PARTES DO EXERCÍCIO
(1) No texto sobre a vida de solteira, reescreva o trecho que vai de "Solteira e feliz, por" até "fantasma da rejeição.", inclusive, trocando "amigas" por "colegas".
(2) Escreva a continuação do texto sobre a vida de solteira a partir do ponto em que ele termina.

PÁGINA
Solteira e feliz, por que não?

“Solteira sim, sozinha nunca!”, foi o que ela disse antes de bater, sonoramente, o copo contra o das amigas. Vociferou como se assim pudesse exorcizar o mais temido – embora não tão perigoso e muitas vezes irreal – monstro da nossa época: o fantasma da rejeição.

Encheu o pulmão de ar para dizer tal frase, pois fazia questão de fingir ao mundo que, apesar do status de solteira no Facebook e de não ter companhia para as sessões dominicais de cinema, vivia rodeada por provedores de olhares atentos e portadores de corações derretidos. Aquela que propôs o brinde não queria, de maneira alguma, que as amigas descobrissem que, no último mês, nenhum homem – nem o feinho que ela costumava usar e abusar em dias de carência extrema – havia tocado os lábios dela. “O que pensarão de mim se souberem que o gosto do último beijo que dei já saiu da minha língua faz tempo?”, indagou-se internamente, antes de agir como se fosse a última e a mais disputada bolacha do pacote. E eu, apesar de ter assistido à cena de longe, enquanto permitia que os ouvidos escapassem discretamente da repetitiva discussão futebolística que rolava em minha mesa, sei bem o que as amigas teriam pensado se ela, porventura, assumisse a recente falta de par. Provavelmente, teriam pena dela. Olhariam como faz a criança ingênua que, pela primeira vez na vida, depara-se com um amputado. Sabe por quê? Pois nos dias de hoje, mesmo a solidão opcional – do tipo que é ótima para colocarmos as ideias no lugar e essencial para impulsionar a nossa evolução pessoal – é confundida com rejeição e faz com que aqueles que optam por uma ida solitária o cinema, por muitos, sejam encarados com os mesmos olhares de dó que são comumente dirigidos aos acidentados, mendigos e para as crianças carentes.

MATERIAL FORNECIDO
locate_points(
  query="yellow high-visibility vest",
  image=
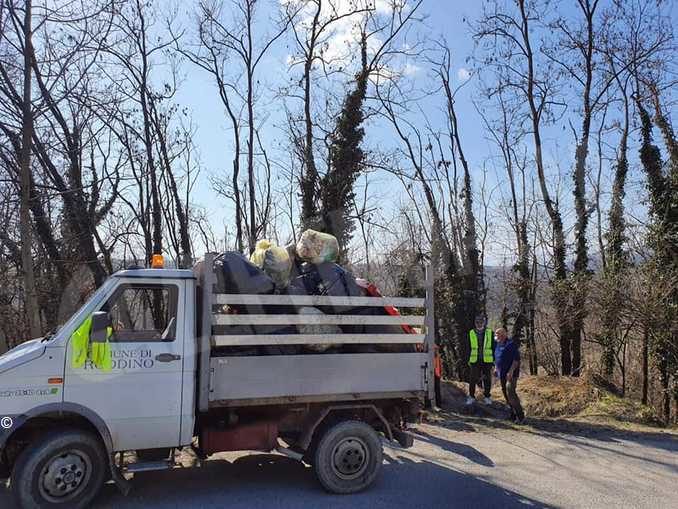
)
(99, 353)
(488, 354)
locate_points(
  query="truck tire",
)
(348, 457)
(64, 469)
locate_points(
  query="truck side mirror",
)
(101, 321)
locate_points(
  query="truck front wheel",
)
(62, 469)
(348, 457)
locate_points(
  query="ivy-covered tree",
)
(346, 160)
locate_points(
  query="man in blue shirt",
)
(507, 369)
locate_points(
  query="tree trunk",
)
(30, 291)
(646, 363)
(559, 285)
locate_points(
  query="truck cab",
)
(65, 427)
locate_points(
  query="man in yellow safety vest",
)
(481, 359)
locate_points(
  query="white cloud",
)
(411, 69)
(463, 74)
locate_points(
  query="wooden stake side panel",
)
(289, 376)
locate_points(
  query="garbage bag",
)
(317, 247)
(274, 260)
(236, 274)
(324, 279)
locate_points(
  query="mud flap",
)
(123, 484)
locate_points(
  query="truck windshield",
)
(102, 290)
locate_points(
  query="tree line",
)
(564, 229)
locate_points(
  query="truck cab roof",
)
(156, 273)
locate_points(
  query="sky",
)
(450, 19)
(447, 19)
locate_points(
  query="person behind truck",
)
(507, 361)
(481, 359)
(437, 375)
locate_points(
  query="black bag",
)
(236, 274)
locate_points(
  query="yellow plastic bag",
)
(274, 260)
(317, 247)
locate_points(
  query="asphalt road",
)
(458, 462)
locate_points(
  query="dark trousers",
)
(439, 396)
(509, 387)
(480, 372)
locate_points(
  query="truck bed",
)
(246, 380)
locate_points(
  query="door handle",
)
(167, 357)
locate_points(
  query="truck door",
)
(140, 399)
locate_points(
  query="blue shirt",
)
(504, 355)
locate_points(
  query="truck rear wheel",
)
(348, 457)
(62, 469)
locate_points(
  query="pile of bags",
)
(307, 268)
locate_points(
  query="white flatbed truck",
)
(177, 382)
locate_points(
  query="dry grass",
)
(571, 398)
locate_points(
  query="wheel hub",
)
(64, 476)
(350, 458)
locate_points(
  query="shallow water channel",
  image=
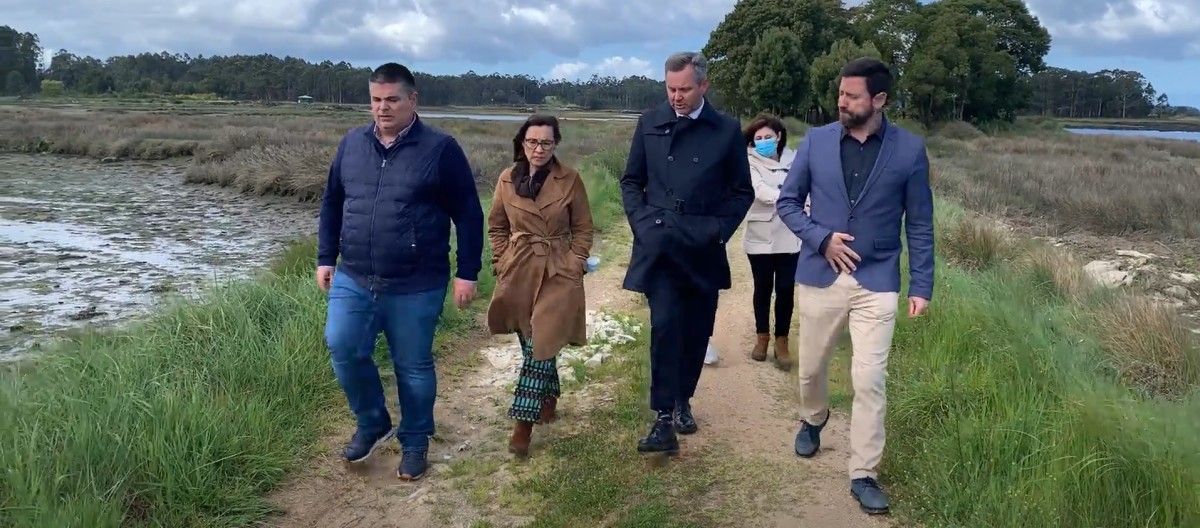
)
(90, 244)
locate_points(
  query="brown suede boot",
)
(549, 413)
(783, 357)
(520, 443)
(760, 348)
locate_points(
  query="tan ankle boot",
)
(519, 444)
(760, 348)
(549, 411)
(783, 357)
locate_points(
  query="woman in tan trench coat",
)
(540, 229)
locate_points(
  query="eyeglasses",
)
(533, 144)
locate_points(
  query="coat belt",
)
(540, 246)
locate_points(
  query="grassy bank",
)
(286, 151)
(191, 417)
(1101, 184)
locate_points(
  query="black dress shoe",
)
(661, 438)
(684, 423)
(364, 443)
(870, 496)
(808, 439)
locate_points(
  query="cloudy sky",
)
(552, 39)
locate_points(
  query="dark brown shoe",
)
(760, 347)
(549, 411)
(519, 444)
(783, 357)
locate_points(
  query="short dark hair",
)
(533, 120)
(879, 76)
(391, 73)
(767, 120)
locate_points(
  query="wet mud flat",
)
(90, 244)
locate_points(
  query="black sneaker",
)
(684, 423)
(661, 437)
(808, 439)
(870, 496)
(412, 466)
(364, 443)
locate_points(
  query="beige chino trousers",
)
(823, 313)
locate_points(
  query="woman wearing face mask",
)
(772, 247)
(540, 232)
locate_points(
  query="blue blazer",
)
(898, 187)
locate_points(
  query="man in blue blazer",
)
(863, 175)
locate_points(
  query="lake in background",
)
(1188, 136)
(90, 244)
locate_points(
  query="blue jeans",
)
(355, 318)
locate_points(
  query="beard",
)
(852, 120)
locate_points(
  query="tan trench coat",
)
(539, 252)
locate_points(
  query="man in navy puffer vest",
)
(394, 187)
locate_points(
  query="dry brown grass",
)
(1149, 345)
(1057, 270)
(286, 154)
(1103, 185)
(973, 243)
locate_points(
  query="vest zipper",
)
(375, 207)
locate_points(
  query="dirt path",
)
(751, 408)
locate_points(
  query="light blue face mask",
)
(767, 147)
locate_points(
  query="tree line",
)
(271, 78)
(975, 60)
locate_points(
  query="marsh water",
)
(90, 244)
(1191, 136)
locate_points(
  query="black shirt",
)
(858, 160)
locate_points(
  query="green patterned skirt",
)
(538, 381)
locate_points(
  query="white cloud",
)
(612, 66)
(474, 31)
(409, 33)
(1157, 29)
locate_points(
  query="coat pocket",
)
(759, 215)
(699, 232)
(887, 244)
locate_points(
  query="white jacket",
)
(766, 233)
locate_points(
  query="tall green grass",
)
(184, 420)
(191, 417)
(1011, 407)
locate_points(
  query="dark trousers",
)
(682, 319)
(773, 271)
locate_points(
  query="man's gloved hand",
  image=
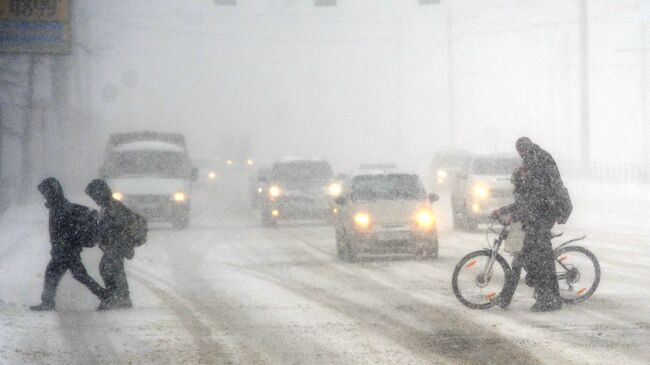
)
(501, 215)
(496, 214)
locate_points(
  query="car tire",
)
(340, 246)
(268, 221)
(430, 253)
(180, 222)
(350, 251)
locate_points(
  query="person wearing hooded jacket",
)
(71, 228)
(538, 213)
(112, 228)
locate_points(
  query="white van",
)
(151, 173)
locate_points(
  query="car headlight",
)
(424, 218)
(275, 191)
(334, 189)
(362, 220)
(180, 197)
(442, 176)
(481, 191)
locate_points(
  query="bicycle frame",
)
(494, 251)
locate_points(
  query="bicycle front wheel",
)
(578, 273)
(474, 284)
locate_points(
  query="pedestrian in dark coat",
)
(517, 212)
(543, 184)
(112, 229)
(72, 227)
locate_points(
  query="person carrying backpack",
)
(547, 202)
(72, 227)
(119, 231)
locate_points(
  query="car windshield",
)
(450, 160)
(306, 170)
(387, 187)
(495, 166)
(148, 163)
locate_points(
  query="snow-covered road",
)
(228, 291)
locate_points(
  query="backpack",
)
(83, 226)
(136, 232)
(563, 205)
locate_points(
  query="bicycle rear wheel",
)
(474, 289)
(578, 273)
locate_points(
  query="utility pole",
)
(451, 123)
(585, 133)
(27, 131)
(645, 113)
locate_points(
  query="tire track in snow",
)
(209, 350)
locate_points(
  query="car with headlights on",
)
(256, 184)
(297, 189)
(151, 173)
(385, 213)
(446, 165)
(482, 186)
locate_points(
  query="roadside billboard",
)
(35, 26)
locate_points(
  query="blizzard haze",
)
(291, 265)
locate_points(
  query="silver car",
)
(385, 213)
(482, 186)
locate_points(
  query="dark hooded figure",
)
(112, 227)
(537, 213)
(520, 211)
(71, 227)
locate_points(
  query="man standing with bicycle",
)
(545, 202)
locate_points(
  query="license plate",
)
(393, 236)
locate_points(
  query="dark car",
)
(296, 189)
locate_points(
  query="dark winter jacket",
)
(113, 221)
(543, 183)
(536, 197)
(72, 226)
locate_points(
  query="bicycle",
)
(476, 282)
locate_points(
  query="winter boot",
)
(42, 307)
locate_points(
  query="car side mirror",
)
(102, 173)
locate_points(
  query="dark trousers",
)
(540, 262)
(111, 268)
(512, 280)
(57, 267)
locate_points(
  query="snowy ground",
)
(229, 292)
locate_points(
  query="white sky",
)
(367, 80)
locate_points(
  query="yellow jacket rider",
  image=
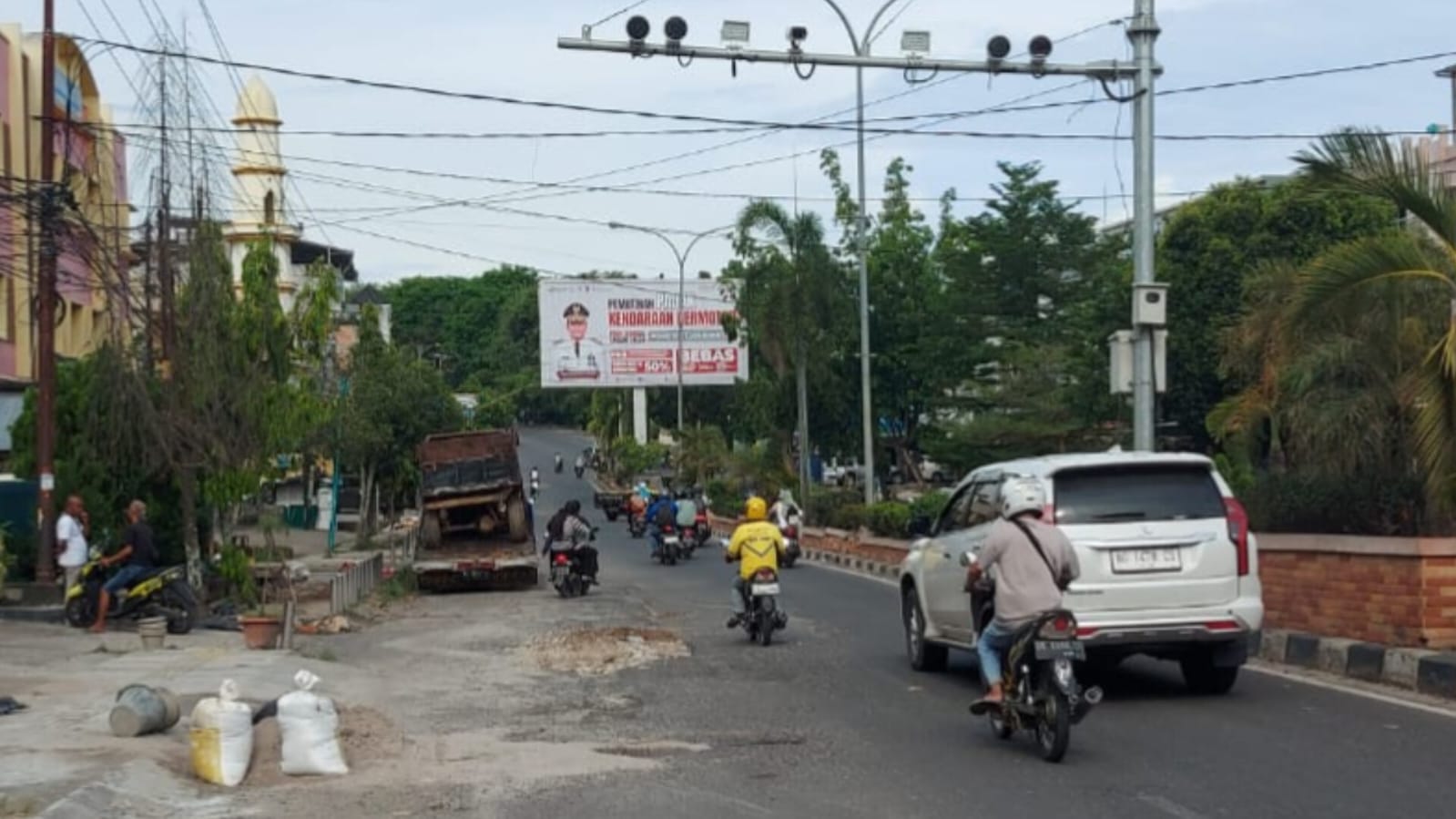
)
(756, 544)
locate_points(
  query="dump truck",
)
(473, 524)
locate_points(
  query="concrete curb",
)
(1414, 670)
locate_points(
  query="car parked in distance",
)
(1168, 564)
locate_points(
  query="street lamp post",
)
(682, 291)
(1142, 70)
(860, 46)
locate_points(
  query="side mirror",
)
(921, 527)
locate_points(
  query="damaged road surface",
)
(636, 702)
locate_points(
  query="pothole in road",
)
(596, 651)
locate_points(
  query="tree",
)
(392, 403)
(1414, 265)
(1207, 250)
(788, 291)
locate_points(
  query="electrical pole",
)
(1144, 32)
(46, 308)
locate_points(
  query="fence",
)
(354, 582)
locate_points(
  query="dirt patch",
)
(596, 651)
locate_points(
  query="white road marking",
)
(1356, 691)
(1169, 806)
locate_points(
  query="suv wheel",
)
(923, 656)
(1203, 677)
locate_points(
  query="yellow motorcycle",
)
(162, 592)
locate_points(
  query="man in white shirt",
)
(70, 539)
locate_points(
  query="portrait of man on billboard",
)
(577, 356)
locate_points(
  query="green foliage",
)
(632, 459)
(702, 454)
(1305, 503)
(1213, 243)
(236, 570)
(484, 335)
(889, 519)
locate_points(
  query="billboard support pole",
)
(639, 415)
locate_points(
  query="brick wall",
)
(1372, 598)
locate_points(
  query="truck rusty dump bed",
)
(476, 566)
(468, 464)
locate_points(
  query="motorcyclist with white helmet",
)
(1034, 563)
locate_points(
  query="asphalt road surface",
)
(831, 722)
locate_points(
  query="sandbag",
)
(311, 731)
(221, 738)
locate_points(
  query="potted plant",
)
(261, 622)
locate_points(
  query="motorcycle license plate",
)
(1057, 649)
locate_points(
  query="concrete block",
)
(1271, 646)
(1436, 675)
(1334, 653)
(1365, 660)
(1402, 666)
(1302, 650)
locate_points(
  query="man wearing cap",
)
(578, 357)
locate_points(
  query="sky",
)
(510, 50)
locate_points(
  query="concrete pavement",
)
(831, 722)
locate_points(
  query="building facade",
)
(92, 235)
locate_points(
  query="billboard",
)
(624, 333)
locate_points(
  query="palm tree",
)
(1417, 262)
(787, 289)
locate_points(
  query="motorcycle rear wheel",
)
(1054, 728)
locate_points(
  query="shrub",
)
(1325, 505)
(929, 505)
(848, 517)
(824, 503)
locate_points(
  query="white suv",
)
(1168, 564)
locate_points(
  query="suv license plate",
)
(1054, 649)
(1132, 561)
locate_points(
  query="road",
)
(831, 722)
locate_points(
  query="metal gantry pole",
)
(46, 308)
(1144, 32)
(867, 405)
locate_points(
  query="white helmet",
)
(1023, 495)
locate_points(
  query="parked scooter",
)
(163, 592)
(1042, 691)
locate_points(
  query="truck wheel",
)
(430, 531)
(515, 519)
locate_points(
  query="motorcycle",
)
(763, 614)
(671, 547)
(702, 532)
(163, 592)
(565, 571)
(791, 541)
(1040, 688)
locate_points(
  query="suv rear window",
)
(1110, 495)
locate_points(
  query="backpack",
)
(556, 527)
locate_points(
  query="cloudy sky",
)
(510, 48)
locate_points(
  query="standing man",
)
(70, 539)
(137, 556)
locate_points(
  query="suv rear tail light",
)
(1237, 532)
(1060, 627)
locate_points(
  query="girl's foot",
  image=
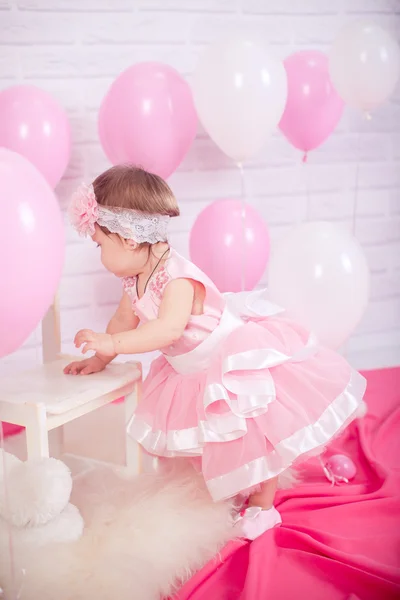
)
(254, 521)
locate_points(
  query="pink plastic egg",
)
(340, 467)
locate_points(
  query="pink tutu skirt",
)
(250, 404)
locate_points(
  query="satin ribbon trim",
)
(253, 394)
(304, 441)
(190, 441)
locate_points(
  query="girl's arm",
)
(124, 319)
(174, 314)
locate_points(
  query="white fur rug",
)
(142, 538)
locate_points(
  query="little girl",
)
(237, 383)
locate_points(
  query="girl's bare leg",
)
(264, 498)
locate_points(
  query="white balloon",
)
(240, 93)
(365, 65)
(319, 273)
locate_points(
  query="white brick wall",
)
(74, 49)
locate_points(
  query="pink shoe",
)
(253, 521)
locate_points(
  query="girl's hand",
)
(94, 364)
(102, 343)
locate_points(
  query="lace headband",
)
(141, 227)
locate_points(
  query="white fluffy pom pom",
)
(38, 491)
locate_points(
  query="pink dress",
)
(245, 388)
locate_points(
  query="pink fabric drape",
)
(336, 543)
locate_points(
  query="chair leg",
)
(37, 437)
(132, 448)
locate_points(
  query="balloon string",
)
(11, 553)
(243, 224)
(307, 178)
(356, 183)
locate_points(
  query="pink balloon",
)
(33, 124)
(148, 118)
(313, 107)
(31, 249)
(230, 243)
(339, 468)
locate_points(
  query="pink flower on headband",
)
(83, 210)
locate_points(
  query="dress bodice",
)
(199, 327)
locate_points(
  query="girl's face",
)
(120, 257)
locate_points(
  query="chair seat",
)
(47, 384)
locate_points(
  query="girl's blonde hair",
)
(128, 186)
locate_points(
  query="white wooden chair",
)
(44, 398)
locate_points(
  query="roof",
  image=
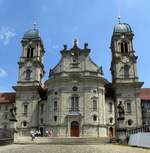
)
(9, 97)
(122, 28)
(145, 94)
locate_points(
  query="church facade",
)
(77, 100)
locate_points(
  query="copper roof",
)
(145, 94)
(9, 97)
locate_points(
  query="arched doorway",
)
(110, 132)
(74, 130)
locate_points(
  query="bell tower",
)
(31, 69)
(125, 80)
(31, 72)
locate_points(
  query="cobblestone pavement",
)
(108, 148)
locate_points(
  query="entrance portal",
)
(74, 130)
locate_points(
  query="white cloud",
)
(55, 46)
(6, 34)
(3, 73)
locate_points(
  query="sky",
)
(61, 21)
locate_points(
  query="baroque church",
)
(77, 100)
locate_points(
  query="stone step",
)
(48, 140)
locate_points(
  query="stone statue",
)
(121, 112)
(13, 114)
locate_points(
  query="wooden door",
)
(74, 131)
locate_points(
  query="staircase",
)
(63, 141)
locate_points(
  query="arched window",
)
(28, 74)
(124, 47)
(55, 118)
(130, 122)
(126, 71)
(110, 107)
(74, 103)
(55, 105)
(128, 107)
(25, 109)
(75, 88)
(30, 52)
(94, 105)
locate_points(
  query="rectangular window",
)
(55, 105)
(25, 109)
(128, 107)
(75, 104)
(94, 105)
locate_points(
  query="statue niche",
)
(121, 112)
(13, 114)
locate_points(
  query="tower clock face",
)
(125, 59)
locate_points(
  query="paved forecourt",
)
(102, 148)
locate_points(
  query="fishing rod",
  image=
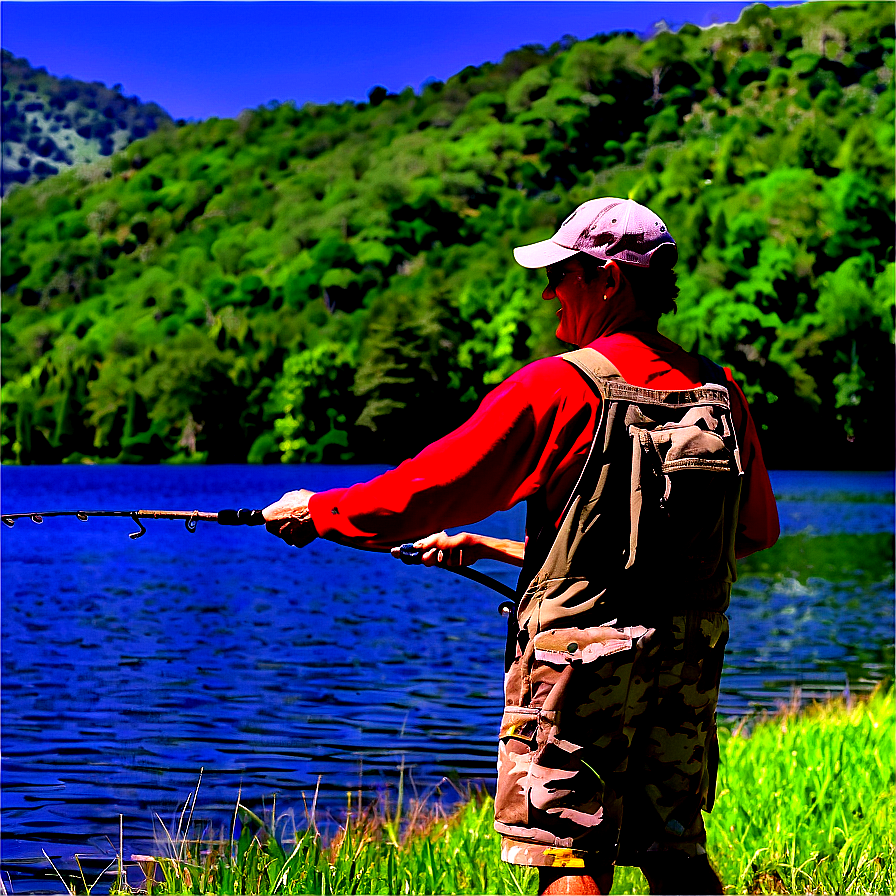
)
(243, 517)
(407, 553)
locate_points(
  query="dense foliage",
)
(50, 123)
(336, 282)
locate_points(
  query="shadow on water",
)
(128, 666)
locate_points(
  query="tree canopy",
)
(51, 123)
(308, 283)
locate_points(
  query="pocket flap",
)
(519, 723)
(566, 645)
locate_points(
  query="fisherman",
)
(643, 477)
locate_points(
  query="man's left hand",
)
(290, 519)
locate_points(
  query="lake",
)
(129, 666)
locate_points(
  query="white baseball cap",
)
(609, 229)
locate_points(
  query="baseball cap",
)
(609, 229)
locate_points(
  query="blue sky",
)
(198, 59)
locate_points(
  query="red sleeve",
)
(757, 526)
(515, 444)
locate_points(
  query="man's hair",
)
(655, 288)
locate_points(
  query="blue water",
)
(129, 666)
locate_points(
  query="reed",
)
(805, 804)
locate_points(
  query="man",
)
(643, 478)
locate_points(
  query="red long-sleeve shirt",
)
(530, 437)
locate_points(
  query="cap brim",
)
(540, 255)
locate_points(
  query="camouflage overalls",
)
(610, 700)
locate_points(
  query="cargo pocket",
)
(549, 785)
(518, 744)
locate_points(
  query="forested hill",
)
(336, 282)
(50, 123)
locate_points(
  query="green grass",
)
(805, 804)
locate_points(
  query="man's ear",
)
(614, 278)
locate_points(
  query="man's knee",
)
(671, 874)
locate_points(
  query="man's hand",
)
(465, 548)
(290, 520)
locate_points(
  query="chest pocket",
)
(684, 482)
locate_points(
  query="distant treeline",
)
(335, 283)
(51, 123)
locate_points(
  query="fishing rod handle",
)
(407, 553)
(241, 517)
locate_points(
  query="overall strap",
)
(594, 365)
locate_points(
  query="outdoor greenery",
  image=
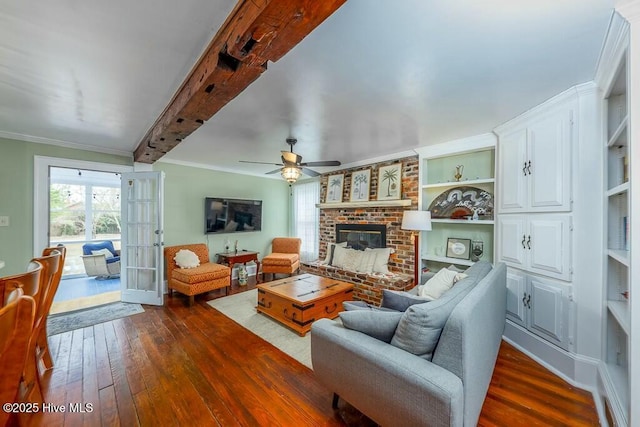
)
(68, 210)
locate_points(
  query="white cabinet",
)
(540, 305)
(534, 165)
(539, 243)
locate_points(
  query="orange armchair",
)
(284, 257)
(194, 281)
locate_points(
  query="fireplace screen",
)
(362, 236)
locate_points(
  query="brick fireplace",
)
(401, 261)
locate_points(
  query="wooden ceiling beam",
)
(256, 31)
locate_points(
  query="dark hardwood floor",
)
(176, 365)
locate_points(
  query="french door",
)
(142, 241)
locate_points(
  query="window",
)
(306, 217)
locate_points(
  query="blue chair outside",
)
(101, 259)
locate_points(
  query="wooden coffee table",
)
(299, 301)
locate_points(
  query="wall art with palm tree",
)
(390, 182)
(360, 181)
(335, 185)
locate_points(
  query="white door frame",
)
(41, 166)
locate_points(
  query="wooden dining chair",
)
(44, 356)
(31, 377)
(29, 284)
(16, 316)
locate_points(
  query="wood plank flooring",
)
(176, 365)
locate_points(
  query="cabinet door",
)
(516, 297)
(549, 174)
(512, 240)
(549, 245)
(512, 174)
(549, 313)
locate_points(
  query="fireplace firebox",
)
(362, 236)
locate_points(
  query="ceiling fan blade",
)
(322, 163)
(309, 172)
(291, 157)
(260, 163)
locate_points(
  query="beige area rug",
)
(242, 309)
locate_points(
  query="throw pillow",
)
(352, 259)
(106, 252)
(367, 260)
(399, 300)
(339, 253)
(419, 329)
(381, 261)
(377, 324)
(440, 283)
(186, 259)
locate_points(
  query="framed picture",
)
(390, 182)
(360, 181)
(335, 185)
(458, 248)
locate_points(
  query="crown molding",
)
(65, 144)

AS RESPOSTAS
(1)
Solteira e feliz, por que não?

“Solteira sim, sozinha nunca!”, foi o que ela disse antes de bater, sonoramente, o copo contra o das colegas. Vociferou como se assim pudesse exorcizar o mais temido – embora não tão perigoso e muitas vezes irreal – monstro da nossa época: o fantasma da rejeição.

(2)
“Como pode uma moça tão bonita sem um parceiro para completá-la?”, dizem os que ainda acreditam que a completude só existe quando encontramos a suposta tampa para nossa panela quando veem Maria (personagem hipotética e admirável) jantando sozinha. Ela até sabe, graças aos olhares indiscretos e de espanto, que a enxergam dessa forma, mas, felizmente, não está nem aí. Prefere focar no temaki que ameaça desmanchar e na alegria que sente ao ver aquele monte de salmão cru e fresco. E sabe por que Maria não está nem aí? Ela já aprendeu uma das coisas mais importantes que um ser humano pode compreender em toda a vida: a incrível arte de garimpar a felicidade que existe dentro de nós. Não sabe do que eu estou falando? Refiro-me ao ouro – não de tolo – que carregamos em nosso interior. Preciosidade que não depende de ninguém – além de nós, obviamente – para ser encontrada e lapidada, respectivamente. E, no dia em que você descobrir a sua mina de ouro interior, rirá sozinha como faz um pirata que acaba de colocar as mãos em um tesouro de valor inestimável.

Antes de iniciarmos a busca por outras bocas, braços e cérebros para somarmos aos nossos corpos, precisamos aprender a sobreviver somente com aquilo que temos. E, apesar de inúmeros seres ainda não terem percebido, já nascemos com muito. Muito mesmo!

Em muitos casos, não sei se por influência de mocinhas que só sorriem quando estão no colo de galãs ou se devido ao exemplo dado por tias-avós que vivem a confundir os solitários com os coitados, temos uma estranha vergonha de assumir o quanto nos bastamos. O mundo nos diz, por meio de diversos meios de comunicação e das fotos tiradas na Ilha de Caras, que estar só é estar menor. E nós, influenciáveis como somos, por medo de julgamentos escondemos a nossa solidão da sociedade e não admitimos, nem sob influência de tortura, os períodos que passamos bem – mesmo sem ninguém.

E enquanto continuarmos a achar que nascemos incompletos e que só nos tornaremos um inteiro quando encontrarmos a nossa suposta metade da laranja ou a hipotética goiabada para o nosso queijo, continuaremos a confundir seres autossuficientes com almas rejeitadas; e pior: insistiremos em não perceber que os incompletos, de verdade, são aqueles que vivem a achar que precisam, a todo custo, de uma peça para tapar um buraco que só cabe a eles aprender a preencher.

Lembre-se: a solidão só existe para aqueles que ainda não se encontraram. Antes de aprender a agregar valor ao camarote dos outros, aprenda a agregar valor ao seu.

Agora peço licença, pois a filme já vai começar. E não posso furar com a pessoa que eu mais amo: eu.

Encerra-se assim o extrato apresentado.